About this task:
Repeat every line of the material, character for character.

Given data:
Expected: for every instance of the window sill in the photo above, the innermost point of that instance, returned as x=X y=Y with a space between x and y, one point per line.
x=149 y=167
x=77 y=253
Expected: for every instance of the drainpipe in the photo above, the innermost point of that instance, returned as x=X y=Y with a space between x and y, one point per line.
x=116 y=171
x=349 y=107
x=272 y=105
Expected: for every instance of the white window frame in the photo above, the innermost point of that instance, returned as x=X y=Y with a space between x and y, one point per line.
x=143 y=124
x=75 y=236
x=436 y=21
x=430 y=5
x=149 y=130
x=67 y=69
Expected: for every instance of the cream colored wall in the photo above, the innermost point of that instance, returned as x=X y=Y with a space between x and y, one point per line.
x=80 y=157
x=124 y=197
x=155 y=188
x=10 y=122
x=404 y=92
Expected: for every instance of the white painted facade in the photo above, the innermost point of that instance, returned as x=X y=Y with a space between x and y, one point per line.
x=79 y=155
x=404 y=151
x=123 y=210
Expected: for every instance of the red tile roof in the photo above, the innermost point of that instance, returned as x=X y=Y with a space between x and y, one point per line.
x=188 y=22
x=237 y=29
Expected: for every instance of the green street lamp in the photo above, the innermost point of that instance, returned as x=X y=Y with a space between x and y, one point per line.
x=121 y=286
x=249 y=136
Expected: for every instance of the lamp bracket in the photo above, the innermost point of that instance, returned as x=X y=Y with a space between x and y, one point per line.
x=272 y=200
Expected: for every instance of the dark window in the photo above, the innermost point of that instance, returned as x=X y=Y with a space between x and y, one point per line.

Task answer:
Expected: for every instance of the window sill in the photo above, the innermost point of that instance, returned as x=X y=Y with a space between x and y, one point per line.
x=149 y=167
x=77 y=253
Expected: for every instance of the drainpipe in the photo above, the innermost point of that instance, returned as x=X y=Y with a space between x and y, one point per line.
x=116 y=171
x=349 y=107
x=272 y=105
Expected: for every instance of the white window frame in the photo above, the innermost point of that instance, returned as x=X y=Y with a space between x and y, one point per line.
x=143 y=124
x=75 y=236
x=436 y=21
x=430 y=5
x=149 y=130
x=67 y=69
Expected: for every instance of the cream colored wall in the photo above, the innermost point of that instance, returned as x=X y=Y with a space between x and y, one point per line.
x=80 y=157
x=124 y=197
x=155 y=188
x=10 y=122
x=404 y=92
Expected: for every instance of the white painted facade in the photo above, the innermost point of that instance, returned as x=X y=Y with a space between x and y, one point per line.
x=79 y=155
x=404 y=151
x=123 y=210
Expected: for every instance of the red tile roof in the photo above, the innermost point of that instance, returned as x=X y=Y with a space between x and y, one point per line.
x=188 y=22
x=237 y=29
Expected: for every instance of the green street lamp in the photo above, the innermost point of that instance, returned as x=X y=Y with a space between x and y, one point per line.
x=121 y=286
x=249 y=136
Expected: for every instance of the lamp bracket in the photo above, the innermost point of that instance, returned as x=X y=Y with a space between x and y, one point per line.
x=272 y=200
Expected: for every instance of the dark window in the photo above, the innermost point of that instance, returned as x=X y=Y with a space between x and y, one point per line.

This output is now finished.